_Given data_.

┌──

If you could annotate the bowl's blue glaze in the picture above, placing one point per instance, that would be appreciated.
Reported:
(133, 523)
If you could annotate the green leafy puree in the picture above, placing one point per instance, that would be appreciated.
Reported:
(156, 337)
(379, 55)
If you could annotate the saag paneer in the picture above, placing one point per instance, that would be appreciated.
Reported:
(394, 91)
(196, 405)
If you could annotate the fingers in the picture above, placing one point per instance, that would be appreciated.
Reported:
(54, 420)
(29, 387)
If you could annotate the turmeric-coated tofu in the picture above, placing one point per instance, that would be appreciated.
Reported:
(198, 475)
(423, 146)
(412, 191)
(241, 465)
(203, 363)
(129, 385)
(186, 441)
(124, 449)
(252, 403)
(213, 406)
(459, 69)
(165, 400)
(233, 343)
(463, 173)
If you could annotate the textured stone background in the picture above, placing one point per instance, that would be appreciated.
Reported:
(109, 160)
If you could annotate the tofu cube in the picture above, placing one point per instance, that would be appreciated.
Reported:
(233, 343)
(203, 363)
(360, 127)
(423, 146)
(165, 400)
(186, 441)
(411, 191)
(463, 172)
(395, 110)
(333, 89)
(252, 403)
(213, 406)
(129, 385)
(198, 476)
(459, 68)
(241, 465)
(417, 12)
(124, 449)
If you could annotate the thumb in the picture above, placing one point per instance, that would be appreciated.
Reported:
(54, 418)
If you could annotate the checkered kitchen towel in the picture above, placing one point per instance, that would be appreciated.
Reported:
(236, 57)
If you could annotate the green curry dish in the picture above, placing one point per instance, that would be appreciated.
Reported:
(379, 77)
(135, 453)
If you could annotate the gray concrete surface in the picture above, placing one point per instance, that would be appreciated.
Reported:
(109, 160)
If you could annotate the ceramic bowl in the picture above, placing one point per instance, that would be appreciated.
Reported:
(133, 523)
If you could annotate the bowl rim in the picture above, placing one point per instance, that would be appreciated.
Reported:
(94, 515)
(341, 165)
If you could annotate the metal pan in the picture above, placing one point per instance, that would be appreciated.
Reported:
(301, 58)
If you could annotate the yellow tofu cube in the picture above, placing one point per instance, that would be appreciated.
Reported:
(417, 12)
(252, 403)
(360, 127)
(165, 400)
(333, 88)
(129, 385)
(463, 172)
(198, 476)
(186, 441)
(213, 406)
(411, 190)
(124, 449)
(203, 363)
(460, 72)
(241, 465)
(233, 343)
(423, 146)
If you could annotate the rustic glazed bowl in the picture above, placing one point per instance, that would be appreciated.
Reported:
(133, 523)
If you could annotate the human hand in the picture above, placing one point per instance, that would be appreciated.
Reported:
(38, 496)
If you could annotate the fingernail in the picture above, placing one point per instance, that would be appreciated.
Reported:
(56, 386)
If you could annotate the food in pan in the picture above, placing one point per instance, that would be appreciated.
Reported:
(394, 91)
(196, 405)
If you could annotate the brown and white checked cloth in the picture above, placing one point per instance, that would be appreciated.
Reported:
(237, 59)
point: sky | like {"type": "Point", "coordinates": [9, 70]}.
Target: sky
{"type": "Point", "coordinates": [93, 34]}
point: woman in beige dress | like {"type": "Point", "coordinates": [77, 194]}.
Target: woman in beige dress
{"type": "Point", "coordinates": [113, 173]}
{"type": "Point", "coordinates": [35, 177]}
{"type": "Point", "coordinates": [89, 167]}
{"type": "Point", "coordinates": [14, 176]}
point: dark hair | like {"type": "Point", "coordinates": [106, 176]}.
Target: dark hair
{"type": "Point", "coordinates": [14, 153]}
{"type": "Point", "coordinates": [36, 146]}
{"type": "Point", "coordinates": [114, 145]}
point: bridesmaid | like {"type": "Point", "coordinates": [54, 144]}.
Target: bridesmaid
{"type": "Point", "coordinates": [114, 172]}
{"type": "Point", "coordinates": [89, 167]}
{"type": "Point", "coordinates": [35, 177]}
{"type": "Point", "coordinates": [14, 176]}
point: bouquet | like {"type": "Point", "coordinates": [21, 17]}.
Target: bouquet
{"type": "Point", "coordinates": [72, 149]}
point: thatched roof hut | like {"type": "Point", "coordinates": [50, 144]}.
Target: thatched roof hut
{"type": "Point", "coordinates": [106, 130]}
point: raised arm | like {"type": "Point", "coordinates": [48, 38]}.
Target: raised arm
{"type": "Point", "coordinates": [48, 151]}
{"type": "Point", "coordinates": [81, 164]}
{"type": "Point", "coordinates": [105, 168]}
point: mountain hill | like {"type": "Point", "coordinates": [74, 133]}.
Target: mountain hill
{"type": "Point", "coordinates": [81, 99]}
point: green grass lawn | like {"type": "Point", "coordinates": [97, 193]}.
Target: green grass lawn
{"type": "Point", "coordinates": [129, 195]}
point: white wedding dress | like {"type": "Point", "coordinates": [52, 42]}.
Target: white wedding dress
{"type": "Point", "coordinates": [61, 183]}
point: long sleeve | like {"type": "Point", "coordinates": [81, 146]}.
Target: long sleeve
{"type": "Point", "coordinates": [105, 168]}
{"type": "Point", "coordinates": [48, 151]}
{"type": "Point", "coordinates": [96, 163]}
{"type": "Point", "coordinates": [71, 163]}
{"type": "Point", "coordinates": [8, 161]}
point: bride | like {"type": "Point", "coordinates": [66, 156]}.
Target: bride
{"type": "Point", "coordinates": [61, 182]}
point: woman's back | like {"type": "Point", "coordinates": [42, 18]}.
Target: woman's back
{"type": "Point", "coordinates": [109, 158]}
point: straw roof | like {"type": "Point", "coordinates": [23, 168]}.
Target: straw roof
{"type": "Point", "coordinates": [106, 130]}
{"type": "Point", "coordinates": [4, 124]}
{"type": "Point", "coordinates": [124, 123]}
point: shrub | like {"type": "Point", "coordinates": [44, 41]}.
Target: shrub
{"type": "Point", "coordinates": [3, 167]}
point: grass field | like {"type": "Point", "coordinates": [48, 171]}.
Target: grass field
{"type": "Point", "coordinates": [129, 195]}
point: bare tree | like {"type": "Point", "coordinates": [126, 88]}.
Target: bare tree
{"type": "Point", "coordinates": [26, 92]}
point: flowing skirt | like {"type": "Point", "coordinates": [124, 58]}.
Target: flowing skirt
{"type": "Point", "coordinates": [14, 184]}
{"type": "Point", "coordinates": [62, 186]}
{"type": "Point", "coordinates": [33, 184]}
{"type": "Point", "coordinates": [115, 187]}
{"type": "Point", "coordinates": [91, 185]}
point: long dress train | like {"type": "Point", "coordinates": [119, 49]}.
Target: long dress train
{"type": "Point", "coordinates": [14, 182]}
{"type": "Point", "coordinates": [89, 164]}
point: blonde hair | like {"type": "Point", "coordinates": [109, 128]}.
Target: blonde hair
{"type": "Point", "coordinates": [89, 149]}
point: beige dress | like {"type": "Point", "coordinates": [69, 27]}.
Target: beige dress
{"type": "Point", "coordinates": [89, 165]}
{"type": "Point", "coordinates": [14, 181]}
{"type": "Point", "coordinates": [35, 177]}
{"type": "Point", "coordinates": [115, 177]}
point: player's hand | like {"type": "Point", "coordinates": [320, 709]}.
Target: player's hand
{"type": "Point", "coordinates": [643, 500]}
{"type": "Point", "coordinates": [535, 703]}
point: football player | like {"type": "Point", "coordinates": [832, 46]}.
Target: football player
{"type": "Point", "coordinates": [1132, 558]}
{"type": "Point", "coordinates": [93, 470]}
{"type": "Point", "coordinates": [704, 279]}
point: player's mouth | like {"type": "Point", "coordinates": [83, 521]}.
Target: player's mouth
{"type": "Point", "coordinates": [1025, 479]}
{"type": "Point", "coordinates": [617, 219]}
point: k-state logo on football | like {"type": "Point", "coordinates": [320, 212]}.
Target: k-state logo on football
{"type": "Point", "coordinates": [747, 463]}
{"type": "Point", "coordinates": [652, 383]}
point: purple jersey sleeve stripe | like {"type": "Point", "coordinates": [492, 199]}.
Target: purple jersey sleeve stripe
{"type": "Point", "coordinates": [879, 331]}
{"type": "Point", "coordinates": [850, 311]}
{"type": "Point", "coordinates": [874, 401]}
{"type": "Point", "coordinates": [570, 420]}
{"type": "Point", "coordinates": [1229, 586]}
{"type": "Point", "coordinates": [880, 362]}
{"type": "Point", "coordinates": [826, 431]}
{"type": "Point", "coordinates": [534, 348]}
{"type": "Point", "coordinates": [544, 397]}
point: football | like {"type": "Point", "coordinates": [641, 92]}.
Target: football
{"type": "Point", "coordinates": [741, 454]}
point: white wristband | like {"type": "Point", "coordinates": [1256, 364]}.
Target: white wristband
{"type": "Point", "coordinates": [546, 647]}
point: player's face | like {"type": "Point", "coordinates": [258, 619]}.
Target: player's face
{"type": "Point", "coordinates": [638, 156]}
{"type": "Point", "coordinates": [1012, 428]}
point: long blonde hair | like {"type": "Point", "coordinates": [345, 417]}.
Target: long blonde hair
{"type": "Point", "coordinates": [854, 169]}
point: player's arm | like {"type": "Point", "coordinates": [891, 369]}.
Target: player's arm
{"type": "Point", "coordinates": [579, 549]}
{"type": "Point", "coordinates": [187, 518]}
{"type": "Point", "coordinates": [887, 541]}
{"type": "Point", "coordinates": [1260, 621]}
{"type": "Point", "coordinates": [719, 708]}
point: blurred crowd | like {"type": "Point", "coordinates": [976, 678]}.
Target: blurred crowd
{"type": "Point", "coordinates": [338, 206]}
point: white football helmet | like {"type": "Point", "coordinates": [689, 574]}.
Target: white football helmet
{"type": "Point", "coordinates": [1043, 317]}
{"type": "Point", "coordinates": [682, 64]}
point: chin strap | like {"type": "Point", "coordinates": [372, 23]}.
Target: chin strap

└──

_Objective_.
Revise the material from the line that has "point: chin strap" through the end, changing "chin strap" to "face mask" and leaving everything else as it is.

_Answer to the exercise_.
point: face mask | like {"type": "Point", "coordinates": [372, 23]}.
Target: face mask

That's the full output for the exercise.